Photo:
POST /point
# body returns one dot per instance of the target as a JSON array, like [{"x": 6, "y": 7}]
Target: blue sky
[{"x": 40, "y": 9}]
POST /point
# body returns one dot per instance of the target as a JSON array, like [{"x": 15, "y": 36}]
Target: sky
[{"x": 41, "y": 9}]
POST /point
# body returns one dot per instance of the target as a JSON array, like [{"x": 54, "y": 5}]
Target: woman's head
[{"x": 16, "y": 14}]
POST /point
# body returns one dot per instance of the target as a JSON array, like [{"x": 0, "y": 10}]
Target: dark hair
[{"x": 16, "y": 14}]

****

The task → All lines above with the word "returns" need to be reported.

Answer section →
# body returns one dot per instance of the target as a JSON array, like [{"x": 6, "y": 7}]
# body returns one dot per instance of the target as a JSON array, like [{"x": 15, "y": 36}]
# body returns one dot per instance of the target as a JSON array, like [{"x": 54, "y": 5}]
# body returns one dot per instance of the target as a JSON array, like [{"x": 0, "y": 10}]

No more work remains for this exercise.